■ **Job**:
Could you repeat the lines below word for word, leaving the pictures out?

#####

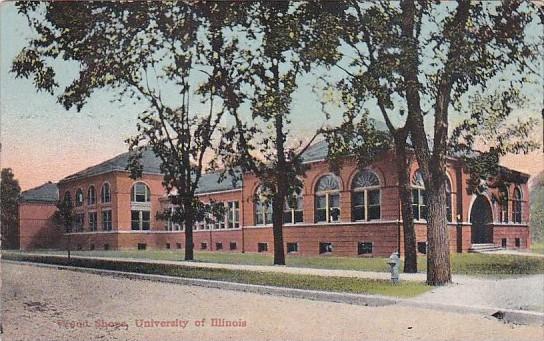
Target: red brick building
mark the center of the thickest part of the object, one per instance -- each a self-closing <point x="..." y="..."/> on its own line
<point x="355" y="212"/>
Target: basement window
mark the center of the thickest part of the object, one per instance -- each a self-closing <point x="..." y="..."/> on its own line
<point x="292" y="247"/>
<point x="262" y="247"/>
<point x="364" y="248"/>
<point x="325" y="248"/>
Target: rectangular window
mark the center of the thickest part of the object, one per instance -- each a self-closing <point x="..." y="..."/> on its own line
<point x="106" y="220"/>
<point x="292" y="247"/>
<point x="325" y="247"/>
<point x="293" y="212"/>
<point x="233" y="214"/>
<point x="364" y="248"/>
<point x="79" y="221"/>
<point x="140" y="220"/>
<point x="374" y="204"/>
<point x="93" y="223"/>
<point x="262" y="247"/>
<point x="422" y="247"/>
<point x="358" y="206"/>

#####

■ **Solution to this exercise**:
Target: red brick building
mark the center of the thickest part of the object, one per instance -- each a self-closing <point x="..." y="..."/> on its own line
<point x="355" y="212"/>
Target: basement window
mark the center of the thickest part of the object, one per instance -- each a self-closing <point x="..." y="..."/> on its own line
<point x="292" y="247"/>
<point x="262" y="247"/>
<point x="364" y="248"/>
<point x="325" y="248"/>
Target: rectangular window
mark the center of the thickest part of the object, one per instance -- each a self-closing <point x="..." y="..."/> on its own line
<point x="106" y="220"/>
<point x="292" y="247"/>
<point x="325" y="247"/>
<point x="293" y="212"/>
<point x="233" y="214"/>
<point x="364" y="248"/>
<point x="79" y="221"/>
<point x="140" y="220"/>
<point x="374" y="204"/>
<point x="93" y="223"/>
<point x="262" y="247"/>
<point x="422" y="247"/>
<point x="358" y="206"/>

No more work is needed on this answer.